— START Source records —

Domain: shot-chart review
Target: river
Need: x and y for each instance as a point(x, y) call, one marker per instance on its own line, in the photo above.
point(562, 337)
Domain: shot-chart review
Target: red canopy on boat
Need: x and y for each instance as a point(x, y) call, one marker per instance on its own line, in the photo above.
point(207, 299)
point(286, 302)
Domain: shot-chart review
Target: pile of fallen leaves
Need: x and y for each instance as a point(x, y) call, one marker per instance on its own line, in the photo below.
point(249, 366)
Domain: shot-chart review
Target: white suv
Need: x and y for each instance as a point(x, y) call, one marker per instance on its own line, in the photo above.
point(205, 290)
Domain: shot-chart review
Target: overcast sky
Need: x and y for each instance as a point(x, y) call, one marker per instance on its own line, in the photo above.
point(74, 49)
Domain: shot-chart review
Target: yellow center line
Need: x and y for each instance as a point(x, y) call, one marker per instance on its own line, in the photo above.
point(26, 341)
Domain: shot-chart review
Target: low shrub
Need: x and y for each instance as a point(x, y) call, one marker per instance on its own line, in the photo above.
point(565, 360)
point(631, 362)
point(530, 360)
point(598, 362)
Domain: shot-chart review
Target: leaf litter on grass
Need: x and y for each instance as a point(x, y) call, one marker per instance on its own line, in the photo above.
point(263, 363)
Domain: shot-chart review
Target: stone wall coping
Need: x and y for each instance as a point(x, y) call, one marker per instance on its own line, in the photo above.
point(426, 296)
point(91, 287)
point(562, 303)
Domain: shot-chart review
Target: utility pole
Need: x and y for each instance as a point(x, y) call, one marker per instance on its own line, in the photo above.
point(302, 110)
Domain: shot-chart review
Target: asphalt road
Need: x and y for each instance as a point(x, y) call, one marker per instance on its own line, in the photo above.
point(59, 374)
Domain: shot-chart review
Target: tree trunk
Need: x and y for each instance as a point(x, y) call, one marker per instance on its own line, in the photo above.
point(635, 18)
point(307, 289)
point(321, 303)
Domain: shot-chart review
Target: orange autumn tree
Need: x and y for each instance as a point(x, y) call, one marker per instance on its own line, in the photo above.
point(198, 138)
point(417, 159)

— END Source records —

▶ **Task**: Copy out the items verbatim, from the first line up to and including the line that contains "point(562, 337)".

▶ **Written answer**:
Domain: shot-chart review
Target: river
Need: x and y for each instance as a point(x, y) call, one marker per instance on its own line, in the photo above.
point(562, 337)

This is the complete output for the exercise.